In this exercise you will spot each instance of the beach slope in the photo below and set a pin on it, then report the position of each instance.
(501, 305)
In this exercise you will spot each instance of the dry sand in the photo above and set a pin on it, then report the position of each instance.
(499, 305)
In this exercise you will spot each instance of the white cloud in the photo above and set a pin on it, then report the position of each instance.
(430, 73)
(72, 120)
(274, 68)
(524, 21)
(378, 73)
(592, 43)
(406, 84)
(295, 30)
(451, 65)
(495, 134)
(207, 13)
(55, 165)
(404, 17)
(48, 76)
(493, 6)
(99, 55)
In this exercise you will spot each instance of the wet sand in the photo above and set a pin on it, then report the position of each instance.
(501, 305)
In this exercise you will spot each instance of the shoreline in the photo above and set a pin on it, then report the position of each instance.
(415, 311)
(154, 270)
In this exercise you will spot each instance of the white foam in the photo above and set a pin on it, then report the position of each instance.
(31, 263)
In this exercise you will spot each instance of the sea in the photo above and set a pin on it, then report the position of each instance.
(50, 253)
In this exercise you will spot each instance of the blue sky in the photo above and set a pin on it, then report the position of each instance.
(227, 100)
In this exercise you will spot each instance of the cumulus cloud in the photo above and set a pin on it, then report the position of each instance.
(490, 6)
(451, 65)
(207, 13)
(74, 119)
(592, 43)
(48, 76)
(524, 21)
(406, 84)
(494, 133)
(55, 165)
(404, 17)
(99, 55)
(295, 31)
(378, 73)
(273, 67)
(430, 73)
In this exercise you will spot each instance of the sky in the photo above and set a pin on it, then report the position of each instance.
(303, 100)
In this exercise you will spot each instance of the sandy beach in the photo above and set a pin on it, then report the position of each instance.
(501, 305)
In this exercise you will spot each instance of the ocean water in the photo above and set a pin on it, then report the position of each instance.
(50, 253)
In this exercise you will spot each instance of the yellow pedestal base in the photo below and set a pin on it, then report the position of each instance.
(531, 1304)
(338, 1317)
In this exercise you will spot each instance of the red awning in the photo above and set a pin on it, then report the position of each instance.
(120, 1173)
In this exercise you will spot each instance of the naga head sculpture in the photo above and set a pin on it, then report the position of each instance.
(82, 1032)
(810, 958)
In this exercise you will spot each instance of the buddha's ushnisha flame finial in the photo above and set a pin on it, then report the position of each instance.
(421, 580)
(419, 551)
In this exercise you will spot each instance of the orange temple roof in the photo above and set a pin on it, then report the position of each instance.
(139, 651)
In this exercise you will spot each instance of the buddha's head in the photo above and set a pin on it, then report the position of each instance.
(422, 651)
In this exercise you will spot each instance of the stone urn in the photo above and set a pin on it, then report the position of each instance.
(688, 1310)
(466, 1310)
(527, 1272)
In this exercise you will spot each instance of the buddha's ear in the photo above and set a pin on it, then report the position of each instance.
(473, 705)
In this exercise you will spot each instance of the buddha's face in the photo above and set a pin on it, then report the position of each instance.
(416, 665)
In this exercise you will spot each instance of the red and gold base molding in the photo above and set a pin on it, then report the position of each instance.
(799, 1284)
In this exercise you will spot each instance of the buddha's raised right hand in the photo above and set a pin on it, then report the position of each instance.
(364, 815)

### Task brief
The listing above should be returned in full, exactly as shown.

### Response box
In this exercise you will spot each instance of the beach slope in the photo below and set a pin on it, then report the position of each instance.
(501, 305)
In this exercise you will spot each instance of the dry sand in the photo above and set a pin on it, then report the position of each instance.
(499, 305)
In this exercise you will spot each instance of the white cloud in the photo above and set a pin on it, then report the position of each instance.
(430, 73)
(72, 120)
(274, 68)
(524, 21)
(378, 73)
(592, 43)
(406, 84)
(295, 30)
(451, 65)
(495, 134)
(207, 13)
(55, 165)
(404, 17)
(48, 76)
(493, 6)
(99, 55)
In this exercise you will spot each instance of the wet sand in the photo above and set a pin on it, then report the position of each instance.
(501, 305)
In this exercise you will spot each instance of the shoreline in the photo above and set a pin on it, then report the position of each instance.
(415, 311)
(154, 270)
In this exercise you will spot each instance of the white foam in the photo above and set a pin on it, then report the position of each instance.
(31, 263)
In this exercise you will spot each instance of the sea in the photo above and set a pin on it, then report the position of each instance.
(50, 253)
In this exercise you will spot each instance of the blue sky in the photo above and set a pin on it, then report the position of each instance.
(227, 100)
In this exercise you will spot each instance of the cumulus cloud in the photo above and set a pin on it, then report the position of each instance.
(490, 6)
(451, 65)
(207, 13)
(74, 119)
(592, 43)
(48, 76)
(524, 21)
(406, 84)
(494, 133)
(55, 165)
(404, 17)
(99, 55)
(295, 31)
(378, 73)
(273, 67)
(430, 73)
In this exercise you will spot each instance of the sky in the photo above and set a pin on it, then report the position of each instance.
(303, 100)
In this exercise you will spot each instance of the sandy beach in the photo above and set a pin on it, then report the position of each instance.
(501, 305)
In this exercise you will spot each instance of the ocean water in the photo above and set a pin on it, then report the position of each instance.
(50, 253)
In this exercise you will spot each instance of the yellow pedestal base in the photo below and set a pin on it, then report the position of each instance.
(531, 1304)
(338, 1317)
In this exercise you will spot each instance of the red awning in the photo above and set a pin on it, then report the position of each instance.
(120, 1173)
In this exercise you will spot each instance of the naga head sculpture in the photo above and set a pin on it, then report the position of each instance.
(82, 1032)
(810, 958)
In this exercise you will spot each instance of the buddha's ushnisha flame finial in the photo above and set a pin on it, then report the position of each instance.
(421, 580)
(419, 551)
In this exercise you will spot each instance of the orange temple roof in the photo above and set a pin on it, then report the position of each instance.
(139, 651)
In this exercise you will spot each instance of the buddha's head in the photo above and set a pin on it, then report the position of each instance.
(422, 651)
In this exercise you will spot each instance of the stone urn in the photo above and set a pin on it, then report the position of each instance.
(688, 1310)
(466, 1310)
(527, 1272)
In this exercise you will spot each instance of the buddha's ear in the photo above and set a pin on it, then report the position of each instance.
(473, 705)
In this exercise you will spot each instance of the buddha's face in the photo above and set a pin on it, then report the position of each instance.
(416, 665)
In this exercise you will spot each instance of the red and gold base molding in the photo above and set a pin on it, then report the position of each instance.
(799, 1284)
In this exercise you will spot each instance of the buddha's raised right hand in the photo above and set a pin on it, then report the position of each instance.
(364, 815)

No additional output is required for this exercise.